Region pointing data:

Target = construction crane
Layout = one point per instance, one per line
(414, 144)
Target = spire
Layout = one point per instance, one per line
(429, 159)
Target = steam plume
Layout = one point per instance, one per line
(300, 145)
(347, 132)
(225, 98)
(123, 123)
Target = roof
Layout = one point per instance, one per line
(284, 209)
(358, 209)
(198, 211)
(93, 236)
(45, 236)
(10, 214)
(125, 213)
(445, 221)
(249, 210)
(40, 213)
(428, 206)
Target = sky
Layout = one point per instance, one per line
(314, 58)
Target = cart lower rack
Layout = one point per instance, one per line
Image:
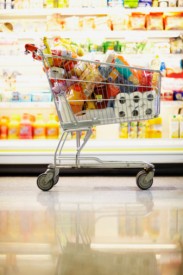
(89, 93)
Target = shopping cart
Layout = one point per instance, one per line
(88, 93)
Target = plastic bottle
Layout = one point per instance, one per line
(123, 130)
(47, 50)
(76, 98)
(14, 127)
(4, 127)
(155, 128)
(39, 127)
(155, 65)
(181, 125)
(52, 127)
(174, 126)
(25, 127)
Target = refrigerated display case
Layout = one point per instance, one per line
(19, 26)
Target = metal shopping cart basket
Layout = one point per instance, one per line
(89, 93)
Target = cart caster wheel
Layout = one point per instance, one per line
(44, 183)
(144, 179)
(56, 179)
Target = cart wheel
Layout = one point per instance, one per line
(44, 183)
(56, 179)
(143, 181)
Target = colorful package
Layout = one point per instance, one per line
(155, 21)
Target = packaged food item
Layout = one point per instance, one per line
(47, 50)
(181, 125)
(168, 95)
(90, 77)
(41, 97)
(174, 126)
(120, 22)
(176, 45)
(133, 133)
(174, 21)
(123, 130)
(76, 98)
(180, 3)
(130, 3)
(39, 127)
(14, 127)
(142, 129)
(163, 3)
(26, 131)
(145, 3)
(52, 127)
(172, 3)
(4, 120)
(177, 95)
(25, 97)
(127, 72)
(137, 21)
(155, 128)
(163, 68)
(114, 3)
(155, 21)
(145, 80)
(100, 96)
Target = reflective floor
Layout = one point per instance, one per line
(91, 225)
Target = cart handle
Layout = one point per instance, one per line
(31, 48)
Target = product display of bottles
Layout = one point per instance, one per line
(142, 129)
(20, 4)
(29, 126)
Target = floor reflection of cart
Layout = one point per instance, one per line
(83, 248)
(89, 93)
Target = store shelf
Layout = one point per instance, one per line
(40, 12)
(26, 105)
(134, 35)
(42, 151)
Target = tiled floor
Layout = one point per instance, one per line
(91, 226)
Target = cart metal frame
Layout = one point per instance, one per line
(83, 122)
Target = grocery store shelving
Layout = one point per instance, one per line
(41, 12)
(42, 151)
(125, 34)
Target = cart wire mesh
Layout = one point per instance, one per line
(93, 93)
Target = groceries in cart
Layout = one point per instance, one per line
(88, 93)
(102, 91)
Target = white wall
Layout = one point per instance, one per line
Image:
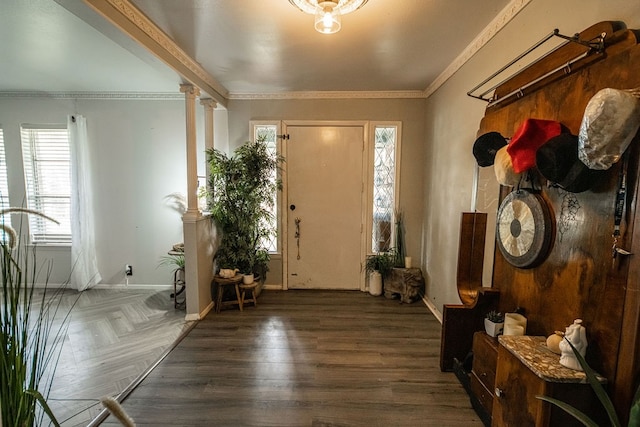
(410, 112)
(139, 157)
(453, 118)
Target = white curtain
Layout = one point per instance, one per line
(84, 265)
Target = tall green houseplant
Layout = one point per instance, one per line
(242, 190)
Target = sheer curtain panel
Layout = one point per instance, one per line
(84, 272)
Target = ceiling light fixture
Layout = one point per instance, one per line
(328, 12)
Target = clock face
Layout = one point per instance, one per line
(524, 229)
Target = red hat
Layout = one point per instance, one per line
(530, 136)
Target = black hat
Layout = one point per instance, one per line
(557, 160)
(486, 147)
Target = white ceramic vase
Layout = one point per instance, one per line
(375, 283)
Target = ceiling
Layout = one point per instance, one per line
(249, 47)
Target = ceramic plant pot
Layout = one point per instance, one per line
(493, 329)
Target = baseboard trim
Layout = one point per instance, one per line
(105, 286)
(199, 316)
(432, 308)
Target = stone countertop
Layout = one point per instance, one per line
(532, 351)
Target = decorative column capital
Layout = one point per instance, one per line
(189, 89)
(208, 103)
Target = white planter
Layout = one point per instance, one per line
(375, 283)
(493, 329)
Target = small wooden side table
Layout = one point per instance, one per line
(251, 287)
(222, 282)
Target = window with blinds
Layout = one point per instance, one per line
(47, 168)
(4, 187)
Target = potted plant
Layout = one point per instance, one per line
(378, 267)
(241, 192)
(494, 323)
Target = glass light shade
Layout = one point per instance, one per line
(327, 18)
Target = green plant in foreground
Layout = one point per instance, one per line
(31, 338)
(382, 262)
(592, 378)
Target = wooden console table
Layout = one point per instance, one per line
(526, 368)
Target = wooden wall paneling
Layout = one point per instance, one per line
(627, 376)
(578, 279)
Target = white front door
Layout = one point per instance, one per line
(324, 202)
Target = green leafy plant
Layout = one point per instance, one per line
(31, 337)
(241, 192)
(382, 262)
(603, 397)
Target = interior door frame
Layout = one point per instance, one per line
(366, 182)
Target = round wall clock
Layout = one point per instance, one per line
(524, 229)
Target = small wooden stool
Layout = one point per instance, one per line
(222, 282)
(251, 287)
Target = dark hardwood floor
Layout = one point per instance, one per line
(306, 358)
(114, 335)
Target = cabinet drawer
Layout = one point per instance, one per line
(485, 355)
(482, 393)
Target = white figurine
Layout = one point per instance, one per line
(578, 337)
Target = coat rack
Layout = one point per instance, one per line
(565, 57)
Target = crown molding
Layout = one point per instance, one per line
(138, 26)
(94, 95)
(497, 24)
(329, 95)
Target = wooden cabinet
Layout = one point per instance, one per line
(526, 369)
(483, 374)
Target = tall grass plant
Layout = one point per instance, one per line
(32, 330)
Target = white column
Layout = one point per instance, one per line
(209, 105)
(198, 237)
(190, 94)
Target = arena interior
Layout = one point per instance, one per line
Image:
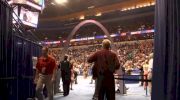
(76, 29)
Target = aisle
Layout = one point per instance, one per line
(84, 91)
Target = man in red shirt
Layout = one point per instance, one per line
(106, 62)
(45, 74)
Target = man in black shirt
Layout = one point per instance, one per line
(66, 75)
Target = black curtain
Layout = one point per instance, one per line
(5, 53)
(166, 70)
(16, 69)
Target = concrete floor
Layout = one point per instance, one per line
(84, 91)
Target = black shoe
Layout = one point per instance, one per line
(94, 98)
(118, 91)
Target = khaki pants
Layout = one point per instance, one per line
(44, 80)
(57, 82)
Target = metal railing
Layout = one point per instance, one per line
(146, 80)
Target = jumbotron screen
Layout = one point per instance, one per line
(28, 18)
(37, 4)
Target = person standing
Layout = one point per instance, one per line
(57, 81)
(106, 62)
(66, 75)
(45, 74)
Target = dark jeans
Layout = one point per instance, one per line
(75, 76)
(66, 85)
(107, 87)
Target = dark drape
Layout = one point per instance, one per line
(166, 71)
(16, 69)
(5, 41)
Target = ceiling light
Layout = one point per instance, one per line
(133, 8)
(98, 14)
(144, 5)
(153, 3)
(140, 6)
(137, 6)
(61, 1)
(52, 3)
(82, 17)
(91, 7)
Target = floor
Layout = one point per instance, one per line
(84, 91)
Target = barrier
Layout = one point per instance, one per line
(123, 78)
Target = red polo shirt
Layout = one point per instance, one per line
(48, 64)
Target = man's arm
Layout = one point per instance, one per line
(54, 70)
(37, 72)
(117, 63)
(92, 58)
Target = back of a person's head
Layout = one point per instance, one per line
(106, 44)
(65, 57)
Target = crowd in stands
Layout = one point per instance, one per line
(132, 55)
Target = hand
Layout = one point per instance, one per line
(53, 80)
(35, 81)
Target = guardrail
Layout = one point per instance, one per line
(123, 78)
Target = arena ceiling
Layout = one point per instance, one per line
(55, 19)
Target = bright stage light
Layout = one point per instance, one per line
(61, 1)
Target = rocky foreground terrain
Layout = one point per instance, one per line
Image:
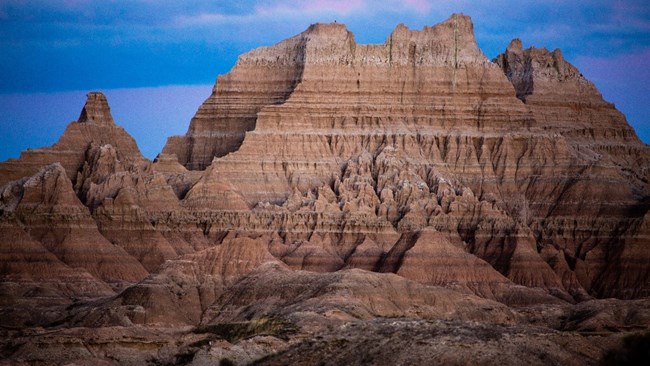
(336, 203)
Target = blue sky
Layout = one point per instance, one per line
(156, 59)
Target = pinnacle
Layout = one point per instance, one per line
(96, 110)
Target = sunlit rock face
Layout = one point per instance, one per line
(326, 182)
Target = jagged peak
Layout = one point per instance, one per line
(96, 110)
(326, 28)
(515, 46)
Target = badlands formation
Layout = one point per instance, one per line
(410, 202)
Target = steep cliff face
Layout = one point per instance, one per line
(512, 181)
(332, 183)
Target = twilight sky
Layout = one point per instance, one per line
(156, 60)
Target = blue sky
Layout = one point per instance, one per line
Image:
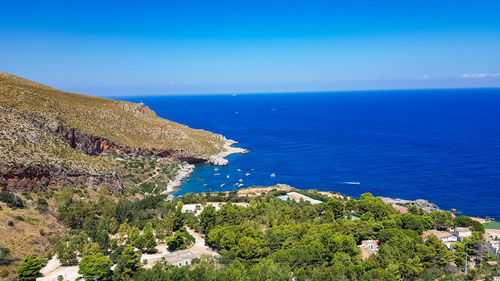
(191, 47)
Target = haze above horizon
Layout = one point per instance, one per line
(195, 47)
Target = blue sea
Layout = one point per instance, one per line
(439, 145)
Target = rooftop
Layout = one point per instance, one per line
(437, 233)
(297, 197)
(462, 229)
(179, 256)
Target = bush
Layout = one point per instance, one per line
(5, 258)
(11, 199)
(42, 205)
(29, 268)
(19, 218)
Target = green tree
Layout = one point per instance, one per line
(123, 230)
(337, 207)
(28, 270)
(66, 250)
(442, 219)
(149, 238)
(102, 238)
(95, 267)
(127, 264)
(91, 248)
(208, 218)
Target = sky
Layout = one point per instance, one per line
(139, 48)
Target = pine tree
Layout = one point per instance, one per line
(149, 238)
(29, 268)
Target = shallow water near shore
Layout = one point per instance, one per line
(439, 145)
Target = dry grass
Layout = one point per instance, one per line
(127, 123)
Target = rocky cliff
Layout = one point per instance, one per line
(54, 139)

*What the task requires*
Within the records above, work out on how many lines the string "rack" appears, and give only that number.

*Task answer*
2